[Exercise]
Recast the records below as a numbered list with one line per item, skipping any blank lines. Leave the pictures out of your answer.
• • •
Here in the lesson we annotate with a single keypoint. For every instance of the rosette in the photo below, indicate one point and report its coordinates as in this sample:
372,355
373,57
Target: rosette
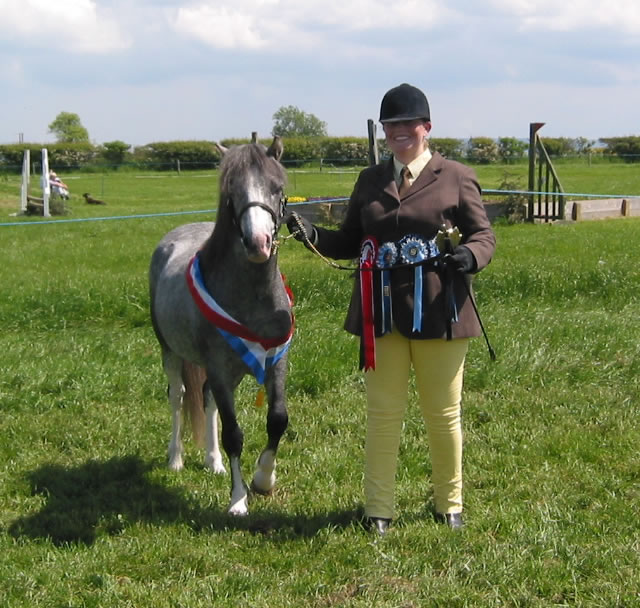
413,250
387,256
368,252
• • •
[Result for this exercise]
1. Here in the lesson we annotate with a single keypoint. For every instance of the rosette in the photo below, indicate one point and report its coordinates as in this sample:
2. 372,355
3. 373,57
4. Target: rosette
5. 413,250
6. 387,256
7. 368,252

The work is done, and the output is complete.